* [What you should do]: Copy out each line in the material below that has the word "mask".
Top of Data provided
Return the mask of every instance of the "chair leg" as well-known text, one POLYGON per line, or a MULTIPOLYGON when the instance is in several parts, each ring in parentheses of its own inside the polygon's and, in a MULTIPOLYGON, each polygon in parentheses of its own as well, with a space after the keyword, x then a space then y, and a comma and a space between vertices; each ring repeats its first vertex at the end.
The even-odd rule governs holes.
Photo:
Bottom of Data provided
Top of Data provided
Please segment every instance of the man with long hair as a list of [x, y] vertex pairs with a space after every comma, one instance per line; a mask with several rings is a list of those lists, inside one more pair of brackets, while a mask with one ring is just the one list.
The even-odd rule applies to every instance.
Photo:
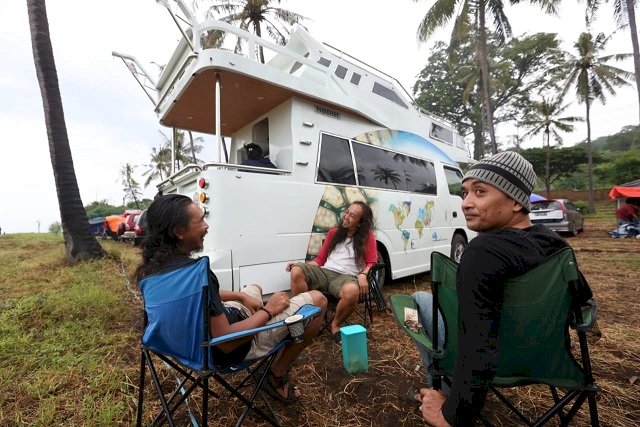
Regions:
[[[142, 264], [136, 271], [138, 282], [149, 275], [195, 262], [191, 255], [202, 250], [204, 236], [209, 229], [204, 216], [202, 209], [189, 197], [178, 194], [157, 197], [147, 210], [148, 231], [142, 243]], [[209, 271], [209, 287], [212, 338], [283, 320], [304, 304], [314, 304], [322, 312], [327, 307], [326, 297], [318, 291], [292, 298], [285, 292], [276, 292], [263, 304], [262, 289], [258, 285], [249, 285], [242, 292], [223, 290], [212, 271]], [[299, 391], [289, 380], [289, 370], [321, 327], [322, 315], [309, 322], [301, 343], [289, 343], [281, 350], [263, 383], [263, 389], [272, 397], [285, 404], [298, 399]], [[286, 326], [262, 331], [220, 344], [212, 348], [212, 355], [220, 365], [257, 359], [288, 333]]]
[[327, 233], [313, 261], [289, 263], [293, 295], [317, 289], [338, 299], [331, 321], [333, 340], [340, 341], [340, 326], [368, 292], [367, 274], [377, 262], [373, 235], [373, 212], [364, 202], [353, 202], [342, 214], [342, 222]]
Bottom of Data provided
* [Answer for this exercise]:
Return the mask of every instance of the "chair leg" as well-known text, one POLYGON per line, or a MULTIPOLYGON when the instance is in several parts, each ring in parentheses of its own inside the polygon's and, in a MULTIPOLYGON, each polygon in parentheses of its own as well, with a space after the keyword, x then a space then y, and a comma and a space between vertices; each ring repeats its first vertex at the end.
Please segment every instance of the man with long hair as a list of [x, y] vertex pairs with a space after every comma, one instance per line; a mask with several rings is a list of those lists, inside one more pair of brackets, while a mask with one ring is just the one list.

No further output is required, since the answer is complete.